Make an exact copy of every entry below, with the pictures left out.

DATASET EXTRACT START

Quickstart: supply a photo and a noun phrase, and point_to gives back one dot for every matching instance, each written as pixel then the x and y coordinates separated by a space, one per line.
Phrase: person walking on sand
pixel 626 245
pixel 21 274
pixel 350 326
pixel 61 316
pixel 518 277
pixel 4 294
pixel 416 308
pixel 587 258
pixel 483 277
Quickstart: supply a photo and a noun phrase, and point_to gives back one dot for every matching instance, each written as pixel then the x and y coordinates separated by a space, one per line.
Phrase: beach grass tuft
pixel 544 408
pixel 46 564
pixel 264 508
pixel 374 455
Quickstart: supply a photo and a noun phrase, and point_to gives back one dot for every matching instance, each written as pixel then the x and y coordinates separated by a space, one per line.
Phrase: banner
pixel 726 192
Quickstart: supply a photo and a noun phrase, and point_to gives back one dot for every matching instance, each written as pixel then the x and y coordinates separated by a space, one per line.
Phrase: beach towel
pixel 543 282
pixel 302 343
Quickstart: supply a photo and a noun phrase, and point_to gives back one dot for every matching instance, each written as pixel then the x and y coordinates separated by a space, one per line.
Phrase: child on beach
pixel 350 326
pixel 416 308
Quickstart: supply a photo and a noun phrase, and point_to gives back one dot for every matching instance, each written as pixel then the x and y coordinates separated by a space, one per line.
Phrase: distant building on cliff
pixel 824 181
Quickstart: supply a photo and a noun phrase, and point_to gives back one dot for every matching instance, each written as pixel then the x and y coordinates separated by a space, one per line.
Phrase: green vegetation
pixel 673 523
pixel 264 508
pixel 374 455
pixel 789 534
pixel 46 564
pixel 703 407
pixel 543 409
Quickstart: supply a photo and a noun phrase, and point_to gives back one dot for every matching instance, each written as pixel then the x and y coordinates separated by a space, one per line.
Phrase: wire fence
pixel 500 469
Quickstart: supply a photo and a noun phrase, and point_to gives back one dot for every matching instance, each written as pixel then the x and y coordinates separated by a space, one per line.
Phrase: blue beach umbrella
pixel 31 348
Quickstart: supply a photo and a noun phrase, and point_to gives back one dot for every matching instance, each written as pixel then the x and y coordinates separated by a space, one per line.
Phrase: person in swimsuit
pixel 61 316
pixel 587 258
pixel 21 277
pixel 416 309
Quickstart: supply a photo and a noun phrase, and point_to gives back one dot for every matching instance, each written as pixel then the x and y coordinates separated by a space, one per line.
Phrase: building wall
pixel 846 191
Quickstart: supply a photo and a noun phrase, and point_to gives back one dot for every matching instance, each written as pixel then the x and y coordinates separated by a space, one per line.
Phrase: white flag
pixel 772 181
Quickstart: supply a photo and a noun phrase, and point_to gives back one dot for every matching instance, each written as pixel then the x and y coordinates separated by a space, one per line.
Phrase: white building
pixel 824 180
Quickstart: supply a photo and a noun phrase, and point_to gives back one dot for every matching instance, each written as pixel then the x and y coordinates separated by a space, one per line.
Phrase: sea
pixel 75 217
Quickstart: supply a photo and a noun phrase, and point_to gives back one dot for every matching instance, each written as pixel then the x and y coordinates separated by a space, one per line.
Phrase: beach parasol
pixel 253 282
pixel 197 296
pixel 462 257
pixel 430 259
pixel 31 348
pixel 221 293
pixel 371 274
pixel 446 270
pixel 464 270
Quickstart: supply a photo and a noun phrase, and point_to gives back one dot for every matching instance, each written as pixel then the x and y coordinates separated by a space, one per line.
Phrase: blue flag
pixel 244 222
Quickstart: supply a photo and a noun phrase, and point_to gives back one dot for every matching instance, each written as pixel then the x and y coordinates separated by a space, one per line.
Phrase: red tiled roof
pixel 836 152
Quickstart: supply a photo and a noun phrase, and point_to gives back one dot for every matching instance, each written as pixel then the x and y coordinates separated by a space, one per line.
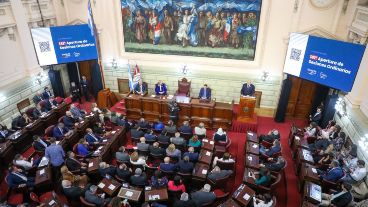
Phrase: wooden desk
pixel 243 195
pixel 229 203
pixel 252 137
pixel 253 148
pixel 252 161
pixel 159 194
pixel 200 171
pixel 130 194
pixel 208 145
pixel 43 177
pixel 205 157
pixel 110 187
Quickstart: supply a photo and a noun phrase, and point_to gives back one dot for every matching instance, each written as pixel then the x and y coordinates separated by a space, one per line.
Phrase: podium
pixel 246 108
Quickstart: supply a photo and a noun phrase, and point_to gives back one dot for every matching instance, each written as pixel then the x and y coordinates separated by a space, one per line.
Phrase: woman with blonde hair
pixel 171 151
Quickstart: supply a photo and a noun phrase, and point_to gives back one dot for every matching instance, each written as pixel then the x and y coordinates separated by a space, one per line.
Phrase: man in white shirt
pixel 200 130
pixel 357 174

DATASET EXTRACT END

## RESPONSE TO THIS EXERCISE
Quickstart: supply a photo and a noun phrase, and point_to gives back one dot for every matching instance, each written as pixel then the x and y coordinates separated by a space, one per line.
Phrase: person walking on sand
pixel 626 245
pixel 21 274
pixel 350 326
pixel 61 316
pixel 518 277
pixel 4 294
pixel 416 308
pixel 587 258
pixel 483 277
Quickstart: supply a photo and a noun phrase, and point_to gives back one dot for every matching instance, each written as pixel then the x and y coordinates separated by a space, one per line.
Phrase: beach grass tuft
pixel 544 408
pixel 46 564
pixel 264 508
pixel 374 455
Quickstart: supply a photo and a noun phrase, and point_to gives back one dot for every matching instance, each written as pixel then the x and y coordinates separated by a space, one per line.
Phrase: banner
pixel 726 192
Quickstart: supply a photo and a noun phrase, and point_to gives back one dot for every matching instance, each written as pixel then the x and y coordinates separated by a space, one per line.
Phrase: beach towel
pixel 543 282
pixel 302 343
Quickstart: supply a photo and a noun phrase, and point_to gives back one dot for every matching instance, each written as pixel then the x and y coordinates separated by a space, one per line.
Phrase: child on beach
pixel 350 326
pixel 416 308
Quickstart: supply a photo and a noun phrase, and point_to gives back one dot for every matching instance, each written as pixel then the x and y coordinates separated by a space, one per line.
Phrase: distant building on cliff
pixel 824 181
Quickstart: supply a photo and a noun phrase, and point_to gives back one dot for every matching instance, each written as pixel then the x and y coordinates separated by a space, one per line.
Phrase: green vegetation
pixel 673 523
pixel 264 508
pixel 374 455
pixel 789 534
pixel 46 564
pixel 703 407
pixel 543 409
Quickstart: supply a photo and a noun phrase, and point_to gives back one dot for every matching instance, each written as pixel then the x and y coordinates separated by a space, one per line.
Phrase: wire fence
pixel 500 469
Quickstart: supply a photo and a noun phrase, and point_to gives back one dot for every matching instance, each written as pixel then the x and y coordinates separated by a space, one per line.
Phrase: blue beach umbrella
pixel 31 348
Quickstart: supply a photo and a noun phrase, and point_to gives back one dot for every matching instance, each written as pixel then the x and y coordinates separated by a space, one per line.
Phrase: person in swimsuit
pixel 61 316
pixel 587 258
pixel 21 277
pixel 416 309
Quickstart: supply a photo and a noun phrase, and point_to gives back one dot for every matching instance, each written as pixel then the x and y coordinates separated by a space, one per line.
Phrase: building wall
pixel 846 191
Quickstart: supply a photo and a noun phrase, and point_to gives back one dot for every matching instance, each written as pixel then the x and y coordinates separated by a space, one per line.
Phrase: white flag
pixel 772 181
Quickstart: supply a photo and a noun phrase, and point_to gives back one dot for every matching instance, each written as pixel then the x and y coordinates separated by a space, one per line.
Phrase: white building
pixel 824 180
Quickstart: supply a photo and a noun phrase, and point_to gives back one dot for every matching instance, each written as pixel then the x and y coordinates separated by a space, one per line.
Phrase: sea
pixel 75 217
Quickstart: supply a photo and a noun phrase, and point_to gives back one dot for every matching instance, each written as pixel then the x and y coordinates separated by a space, one per line.
Phrase: beach parasol
pixel 253 282
pixel 197 296
pixel 462 257
pixel 430 259
pixel 31 348
pixel 221 293
pixel 371 274
pixel 446 270
pixel 464 270
Quickstart: supply a photo and a noun phrase, and point_to gives back one dot for every matching instance, each written as pixel then the x and y coordinates separated by a space, one per line.
Phrase: blue flag
pixel 244 222
Quickstart: supply a photo and a noun phrase, and point_to gives back one dot for every matching instance, each written as pixel then the x and y coordinates separated by a space, one per line.
Phrase: red tiled roof
pixel 836 152
Quickstart: supply a photo and a noun phrase, and point_to gives back one dot for every matching instance, each written as pixel then the x and y coordinates separated by a space, one per line.
Phrase: wooden desk
pixel 243 195
pixel 229 203
pixel 252 137
pixel 253 148
pixel 252 161
pixel 159 194
pixel 200 171
pixel 130 194
pixel 208 145
pixel 43 177
pixel 205 157
pixel 110 187
Quickstart: supply a photo and a noun phrase, and point_to gives back one dot for every matching instance, each written as pixel then the x and y coordinates separated by a space, one per line.
Phrase: podium
pixel 246 108
Quickstart: supply a photo and a noun phrase, and point_to gives back one dot for every matching instance, each written as pixel then the x and y coordinates separated by a space, one per line.
Phrase: woman with blonde hair
pixel 171 151
Quickstart: supply a photo and a noun phrase, and point_to gives back one dot for every matching instance, each written as pixel then the x and y coordinates separated by a space, one per line.
Phrase: man in white shirt
pixel 200 130
pixel 357 174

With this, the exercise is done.